- _EXTRAIT DU TEXTE_

★ ★ ★ ★ ★

Car la musique est le lien le plus solide entre le village et la ville, la brousse et la jungle urbaine. Si aucun équivalent du mot (grec) « musique » n’existe dans la plupart des langues africaines, c’est qu’en Afrique il est inutile de la nommer, de la normer : son sens recouvre simplement tout ce qui rassemble tous les Africains au-delà de la famille, de l’ethnie et de la nation. Plus que le sens, le sang : le mot « djeli », en langue mandé, désigne à la fois le sang qui coule dans les veines et le griot qui irrigue la société de sa musique et de sa parole. La « musicalité » se confond donc totalement avec l’ « africanité ».
Et l’importance de ce que l’Européen appelle « musique » en Afrique n’est rien de plus que le choix philosophique d’une autre civilisation qui a peut-être attribué à la musique beaucoup plus d’intérêt qu’à l’économique ou au politique.
Mais non ! les Africains n’ont pas plus que d’autres humains « le rythme dans la peau » ! Si la musique a plus d’importance dans la vie sociale en Afrique qu’ailleurs, c’est tout simplement que les sociétés africaines (pour un temps limité, cela change très vite) continuent de lui vouer une attention et un respect qui ont existé mais disparu ailleurs. Collectivement, tous les Africains (de l’Algérie à l’Afrique du Sud, du Bénin au Kenya) sont aujourd’hui beaucoup plus mélomanes que la plupart des autres êtres humains. Certains diront que c’est au détriment du « développement », d’autres prétendent que la vitalité de l’identification ethnique favorise l’expression de la musique. Ce serait un mal pour un bien : la réticence des Africains à se fondre dans de nouveaux ensembles, nationaux puis régionaux s’exprimerait par l’amour de leurs musiques communautaires.
Cette thèse défendue par quelques ethno-musicologues semble d’une totale absurdité. Pour s’en tenir au critère purement géographique de l’ « africanité », au cours du XX° siècle, aucune autre région du monde n’a connu de métamorphoses musicales aussi radicales. Boulez est plus proche de Mozart que le « kwaito » sud-africain ne l’est d’un joueur d’arc musical zoulou, ou Positive Black Soul d’un vieux griot sénégalais. En même temps, nulle part ailleurs qu’en Afrique (« noire » ou « blanche ») les liens entre musiques rurales et urbaines, traditionnelles et modernes ne sont aussi évidents.
L’exemple le plus flagrant est bien sûr celui de la musique mandingue. Dans une vaste région (du nord au sud Mauritanie, Sénégal, Gambie, Mali, Guinée, Liberia, Sierra Leone, Burkina Faso, Côte d’Ivoire…) depuis au moins mille ans la musique est avant tout l’affaire d’une caste de professionnels, dont c’est à la fois le gagne-pain et l’une des principales raisons de vivre. L’extraordinaire facilité avec laquelle les « griots » adaptent leur héritage musical aux désirs d’écoute de leur public local et en même temps aux exigences du marché mondial est un phénomène unique dans le monde du XXI° siècle.

★ ★ ★ ★ ★

- _ENTRÉES FOURNIES_
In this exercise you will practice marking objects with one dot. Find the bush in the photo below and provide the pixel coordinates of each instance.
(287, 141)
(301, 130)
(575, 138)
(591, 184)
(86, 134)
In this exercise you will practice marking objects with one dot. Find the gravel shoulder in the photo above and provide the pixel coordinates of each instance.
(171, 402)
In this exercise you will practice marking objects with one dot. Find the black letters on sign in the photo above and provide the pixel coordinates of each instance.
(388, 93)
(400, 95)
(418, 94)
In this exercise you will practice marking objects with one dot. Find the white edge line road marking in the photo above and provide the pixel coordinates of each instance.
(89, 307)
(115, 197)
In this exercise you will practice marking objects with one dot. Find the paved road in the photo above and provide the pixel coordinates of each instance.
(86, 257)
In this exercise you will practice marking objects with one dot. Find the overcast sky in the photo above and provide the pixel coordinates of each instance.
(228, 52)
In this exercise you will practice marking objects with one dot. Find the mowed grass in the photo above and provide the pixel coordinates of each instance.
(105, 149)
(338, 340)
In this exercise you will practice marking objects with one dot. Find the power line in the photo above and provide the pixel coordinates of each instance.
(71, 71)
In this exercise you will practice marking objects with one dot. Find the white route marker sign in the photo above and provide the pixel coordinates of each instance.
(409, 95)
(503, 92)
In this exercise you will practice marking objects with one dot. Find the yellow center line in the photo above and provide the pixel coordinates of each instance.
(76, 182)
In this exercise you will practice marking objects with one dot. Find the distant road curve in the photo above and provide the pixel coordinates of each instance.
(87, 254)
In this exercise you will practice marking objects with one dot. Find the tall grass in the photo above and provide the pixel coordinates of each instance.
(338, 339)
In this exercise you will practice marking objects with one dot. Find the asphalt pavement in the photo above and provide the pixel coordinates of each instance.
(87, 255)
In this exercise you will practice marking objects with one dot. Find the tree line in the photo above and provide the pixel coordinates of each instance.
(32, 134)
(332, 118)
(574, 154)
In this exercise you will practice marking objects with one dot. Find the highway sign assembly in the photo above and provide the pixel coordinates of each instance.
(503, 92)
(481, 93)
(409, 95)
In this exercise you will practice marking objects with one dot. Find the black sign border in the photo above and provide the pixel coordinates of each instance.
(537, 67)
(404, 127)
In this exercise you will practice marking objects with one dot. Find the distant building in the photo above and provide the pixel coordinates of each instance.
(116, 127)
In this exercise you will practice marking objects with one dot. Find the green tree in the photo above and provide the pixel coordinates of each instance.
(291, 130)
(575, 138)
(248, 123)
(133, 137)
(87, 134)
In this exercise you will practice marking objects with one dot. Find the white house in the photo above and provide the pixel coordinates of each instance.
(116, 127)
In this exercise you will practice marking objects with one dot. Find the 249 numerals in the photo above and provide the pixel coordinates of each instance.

★ ★ ★ ★ ★

- _LISTE DES CONSIGNES_
1/ Transcrivez fidèlement, dans l'extrait sur la musique africaine, tout le passage allant de « Car la musique » jusqu'à « ou au politique. ».
2/ Rédigez la suite du texte sur la musique en Afrique, en reprenant après sa dernière phrase.

- _RÉPONSES PAR CONSIGNE_
1/
Car la musique est le lien le plus solide entre le village et la ville, la brousse et la jungle urbaine. Si aucun équivalent du mot (grec) « musique » n’existe dans la plupart des langues africaines, c’est qu’en Afrique il est inutile de la nommer, de la normer : son sens recouvre simplement tout ce qui rassemble tous les Africains au-delà de la famille, de l’ethnie et de la nation. Plus que le sens, le sang : le mot « djeli », en langue mandé, désigne à la fois le sang qui coule dans les veines et le griot qui irrigue la société de sa musique et de sa parole. La « musicalité » se confond donc totalement avec l’ « africanité ».
Et l’importance de ce que l’Européen appelle « musique » en Afrique n’est rien de plus que le choix philosophique d’une autre civilisation qui a peut-être attribué à la musique beaucoup plus d’intérêt qu’à l’économique ou au politique.

2/
Peut-on dire pour autant que l’ « africanité » rejoint instinctivement l’ « universalité » ?
C’est d’abord la force du destin. A l’heure actuelle, chaque Africain est un émigrant en puissance. La faillite économique sans précédent historique de tout un continent, organisée ou au moins tolérée par le reste du monde, est ressentie comme une fatalité absurde par les musiciens. Car au même moment, l’Afrique est le premier continent dont l’influence musicale s’est imposée à toute la planète. Le monde entier est aujourd’hui devenu « l’esclave à rebours » des musiques de la diaspora africaine. Quant à celles de l’Afrique urbaine, elles exercent une véritable dictature sur le marché éclectique de la « world music ». C’est un scandale : en Amérique, en Asie, en Europe même, un tas de musiciens tout aussi talentueux et même géniaux n’ont pas la popularité planétaire d’un Manu Dibango, d’un Khaled, d’une Miriam Makeba ou d’un Youssou N’Dour.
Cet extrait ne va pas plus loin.